> EXCERPTED TEXT:
◆ ◆ ◆ ◆
Residents of the Rockingham Housing Authority have until Friday to declare their plans to seek office on the agency’s new resident advisory board.
Monday evening approximately 20 interested residents turned out to Falling Creek Park where they met with RHA Executive Director Angela McGill and Rockingham native and public housing advocate Dr. Samuel Little. Little will serve as an independent monitor in the February election.
“I’m going to be in there running for this,” Gore Drive resident Annie Locklear said following the hour-long meeting.
Locklear has attended a number of meetings of the RHA Board of Directors over the course of the last several months and voiced her concerns about beautification and public health hazards.
“I’d really just like to do more things for the community,” she continued. “I’d like to help other people get their yards looking nice. I already have flowers and everything in mine. I’m just talking about keeping the trees trimmed and getting the leaves up out of the yards and things like that. Something to help improve the appearance of the Rockingham Housing Authority.”
Locklear said she would also like to spearhead programs for elderly residents of public housing.
For Palisades Circle resident Jamie Gary, who plans to turn in her candidate application this week, it’s all about helping a neighbor, or a hundred neighbors.
“I want to help the neighborhood,” Gary said Monday evening. “I want to help my community get the building finished, jobs, activities for the senior citizens and what the people need and all that, because they need something different. I want to see new things developed for the senior citizens, for the children.
The panel is intended to give residents of public housing a voice in the decisions that are made in their communities, according to McGill. The group hopes to foster a sense of ownership and personal responsibility for the property.
◆ ◆ ◆ ◆
> SOURCE MATERIAL:
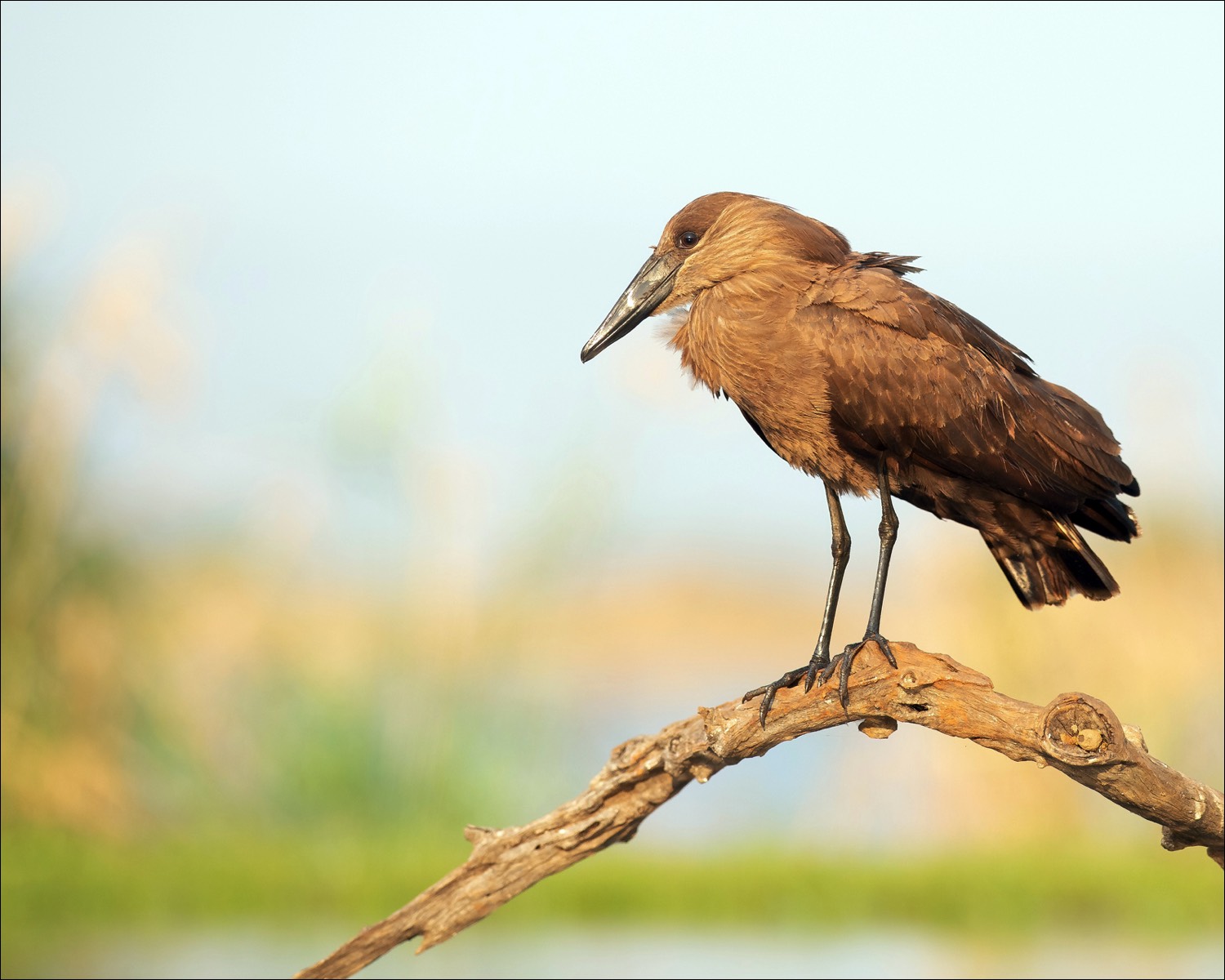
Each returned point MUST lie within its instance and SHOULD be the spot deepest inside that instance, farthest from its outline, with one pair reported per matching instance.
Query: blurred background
(320, 543)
◆ ◆ ◆ ◆
Carry on the article about the Rockingham Housing Authority's new resident advisory board from the point where it stops.

“My vision for the Rockingham Housing Authority is a small agency doing big things,” McGill told those who gathered at the meeting. “There are some things that I see that already need to be done, like getting a program back at the (Falling Creek) gym, and getting some family services programs up and running, but for the most part I will need you to tell me what kind of programs you’d like to see in your community.”
Another goal she told residents she has set for the agency — overcoming stereotypes associated with those who depend on public housing.
“I grew up in public housing and now I work as an administrator of public housing, so I know it from both sides,” she continued. “As a resident, I dealt with the stereotypes, so I’m aware of them, and my goal is to strengthen the Rockingham Housing Authority as well as dispelling those stereotypes.”
After speaking for approximately five minutes, McGill left the room so that residents could discuss the candidacy and voting guidelines to elect its own resident advisory board.
Prior to McGill’s hiring, there was some discussion during open session meetings of the RHA Board of Directors about appointing a resident to a non-voting position on that public body.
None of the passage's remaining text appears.